## Begin Material to process

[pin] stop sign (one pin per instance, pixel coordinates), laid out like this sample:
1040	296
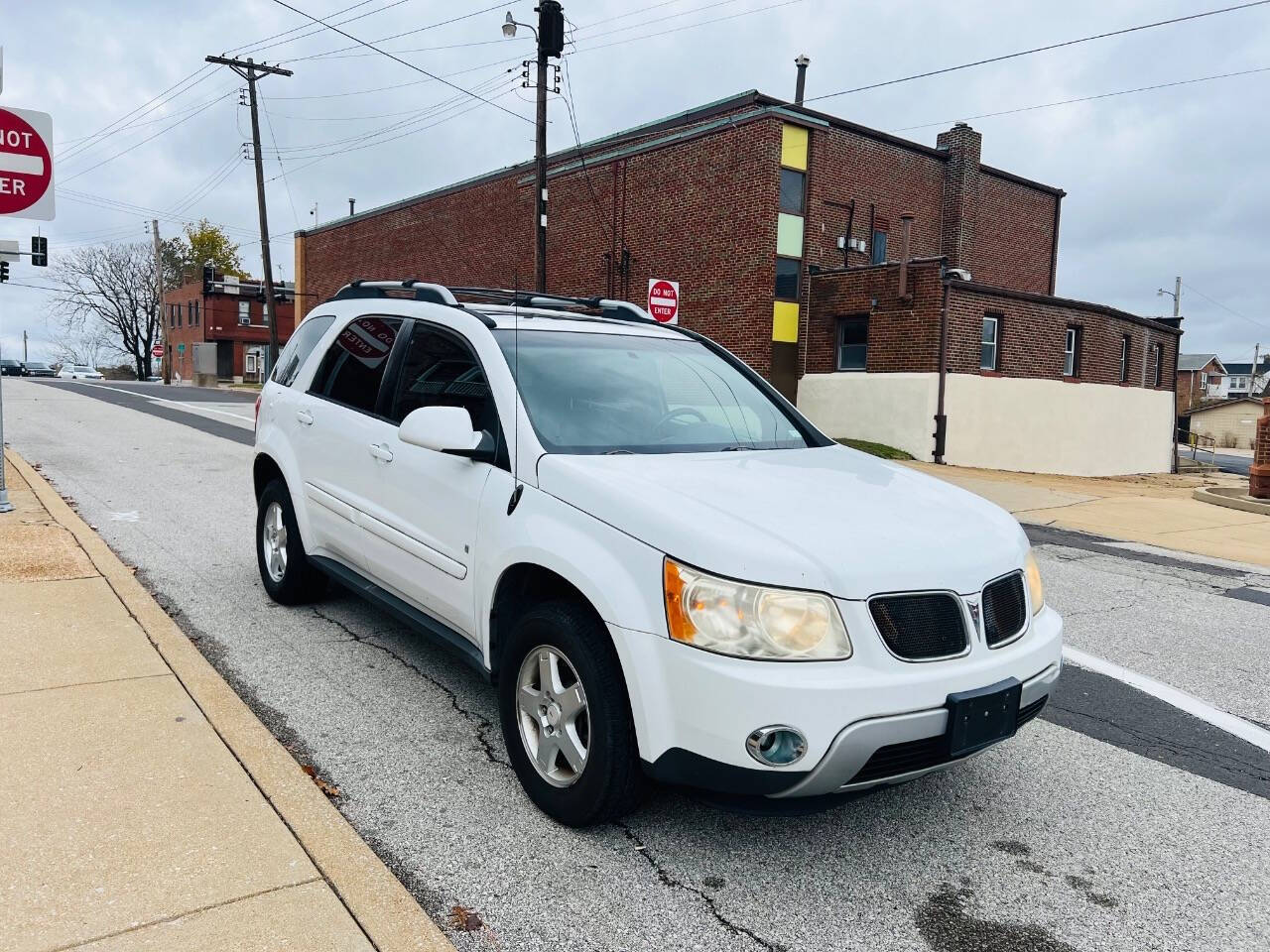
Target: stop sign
663	299
26	164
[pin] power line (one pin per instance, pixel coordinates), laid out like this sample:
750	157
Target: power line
1039	50
411	64
1084	99
1228	309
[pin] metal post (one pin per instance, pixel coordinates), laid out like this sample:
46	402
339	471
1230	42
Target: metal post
5	506
540	158
252	71
166	361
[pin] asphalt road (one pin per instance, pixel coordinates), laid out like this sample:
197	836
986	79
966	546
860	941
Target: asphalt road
1112	823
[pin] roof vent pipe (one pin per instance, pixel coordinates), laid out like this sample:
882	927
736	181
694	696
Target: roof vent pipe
802	62
906	230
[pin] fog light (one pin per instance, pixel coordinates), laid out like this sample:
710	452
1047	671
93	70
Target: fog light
776	747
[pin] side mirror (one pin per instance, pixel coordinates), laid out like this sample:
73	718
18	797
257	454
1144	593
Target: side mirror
445	429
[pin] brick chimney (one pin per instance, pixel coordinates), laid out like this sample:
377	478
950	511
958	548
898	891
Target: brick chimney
961	178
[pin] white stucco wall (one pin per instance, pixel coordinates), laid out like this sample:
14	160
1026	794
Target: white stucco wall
897	409
1001	422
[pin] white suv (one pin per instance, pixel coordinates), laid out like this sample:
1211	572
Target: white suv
662	565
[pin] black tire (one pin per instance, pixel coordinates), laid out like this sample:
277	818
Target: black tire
612	782
300	580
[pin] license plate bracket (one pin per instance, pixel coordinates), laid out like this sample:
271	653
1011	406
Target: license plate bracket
982	716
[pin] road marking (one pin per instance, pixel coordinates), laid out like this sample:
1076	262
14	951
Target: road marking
173	403
1192	705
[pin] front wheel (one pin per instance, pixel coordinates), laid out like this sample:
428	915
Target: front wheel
566	716
286	571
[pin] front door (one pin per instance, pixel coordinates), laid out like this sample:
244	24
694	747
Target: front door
421	536
335	436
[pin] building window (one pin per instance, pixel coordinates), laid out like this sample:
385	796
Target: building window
852	343
788	278
989	341
793	190
879	248
1072	353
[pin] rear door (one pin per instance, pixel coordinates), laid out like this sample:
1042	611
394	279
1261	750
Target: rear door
336	434
421	536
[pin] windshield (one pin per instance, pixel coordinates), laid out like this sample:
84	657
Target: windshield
616	394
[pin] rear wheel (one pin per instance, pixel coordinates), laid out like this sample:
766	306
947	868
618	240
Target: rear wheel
566	716
286	571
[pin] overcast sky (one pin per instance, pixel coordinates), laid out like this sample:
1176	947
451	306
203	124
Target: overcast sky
1160	182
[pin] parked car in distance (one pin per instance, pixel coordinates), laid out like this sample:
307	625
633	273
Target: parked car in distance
77	371
666	570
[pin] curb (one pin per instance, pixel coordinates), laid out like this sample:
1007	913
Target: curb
373	896
1232	499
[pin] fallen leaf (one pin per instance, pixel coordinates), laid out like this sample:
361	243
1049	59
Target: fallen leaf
466	919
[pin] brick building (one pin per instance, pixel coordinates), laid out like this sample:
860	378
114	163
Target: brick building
785	229
223	320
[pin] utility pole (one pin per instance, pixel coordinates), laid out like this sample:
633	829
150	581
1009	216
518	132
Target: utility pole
550	36
166	361
252	71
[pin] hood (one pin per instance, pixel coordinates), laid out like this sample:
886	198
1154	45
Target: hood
826	520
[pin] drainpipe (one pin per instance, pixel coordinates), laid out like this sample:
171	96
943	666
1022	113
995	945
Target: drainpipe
802	62
906	230
942	420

## End Material to process

The problem: Give the data above again in full and unchanged, skipping the pictures.

Output of the exercise:
[pin] stop sign (one pin per instance, pixel coordinates), laid out like this sample:
1040	296
Target: stop sign
663	299
26	164
[pin] power line (one pin per instance, pixel coordinates), laid out like this sample:
750	157
Target: power line
1039	50
411	64
1084	99
1228	309
[pin] metal post (one pin per instance, pixel coordinates), laid out like this sample:
46	402
339	471
1230	42
Target: metal post
5	506
540	158
252	71
166	361
[pin] asphalt road (one pin per instance, pixel coordinates), laid out like this sample:
197	836
986	79
966	546
860	941
Target: asphalt road
1112	823
[pin] roof vent pipe (one pin per instance, pixel coordinates), laid out like this sample:
882	927
736	181
694	696
Target: roof vent pipe
802	62
906	230
[pin] fog light (one pin per instance, pixel coordinates), laid out like this sample:
710	452
1047	671
93	70
Target: fog light
776	747
[pin] side mirror (one pin per instance, pixel coordinates), laid out like this sample:
73	718
18	797
257	454
1144	593
Target: side mirror
445	429
[pin] brick chimney (one pin per instance, pixel coordinates), laid out like this sample:
377	478
950	511
958	548
898	891
Target: brick chimney
961	178
[pin] white stucco wall (one pin per instance, pixel coordinates), laid out like this sample:
14	160
1026	794
Target: white stucco wall
897	409
1001	422
[pin] white suv (one pin per instance, pixel coordinates), laid out like this sample:
1211	572
Target: white suv
662	565
[pin] black tire (one pin per instance, pixel coordinates), laid out like this sample:
277	818
Target: black tire
612	782
300	580
[pin] license plate bracket (one pin per instance, pixel coordinates), laid out like this sample:
271	653
1011	406
Target: license plate bracket
982	716
[pin] road marking (one pin per instance, pixel coordinates), laid out like this sample:
1076	262
14	951
Target: road marking
173	403
1192	705
[pin] front wheel (one pin per instance, pixel coordinates), laid out like this sample:
428	915
Target: front wheel
566	716
286	571
[pin] front door (one pin per instance, pixel coordinates), laid out like this sample:
244	24
694	747
Target: front door
421	536
335	436
[pin] building window (one pin per instance, pixel coordinates), laid out like this sample:
385	796
Target: building window
852	343
788	278
989	341
793	190
879	248
1072	353
[pin] rear door (one pin per instance, pixel coordinates), laid out like this sample:
1042	611
394	279
1261	750
Target: rear door
336	434
421	536
[pin] windshield (one pin per instance, pixel coordinates), laid out like this sample:
84	657
Target: windshield
616	394
[pin] rear wheel (one pin per instance, pixel coordinates), laid out like this sample:
766	306
947	868
618	240
Target: rear wheel
566	716
286	571
[pin] overcast sky (one pin per instance, pixel coordinates), laid out like this sample:
1176	947
451	306
203	124
Target: overcast sky
1160	182
[pin] parked car in distance (one pin per instance, pixel coordinates), laid out like this sample:
307	625
633	273
Target: parked car in distance
77	371
666	570
[pin] curb (one pin per instance, pixel coordinates), laid out like this sample:
1007	913
Target: curb
373	896
1232	499
[pin] fallen leaf (one pin per instance, pixel coordinates), laid out like this sample:
361	243
1049	59
Target: fallen leaf
466	919
[pin] brick building (one pin per instance, pixel coordinates), laid out like this sample:
860	378
114	163
Target: brick building
785	229
223	320
[pin] utility pole (one pin per instance, pixel coordinates), laid out like this sample:
633	829
150	581
1009	216
518	132
Target: utility pole
550	36
166	361
252	71
[pin] hood (one pin per instance, pixel coordinates), laid out like this sample:
886	198
1154	45
Target: hood
826	520
[pin] drainpipe (one pin per instance, pixel coordinates), laid out like this sample:
171	96
943	666
1022	113
995	945
Target: drainpipe
802	62
906	230
942	420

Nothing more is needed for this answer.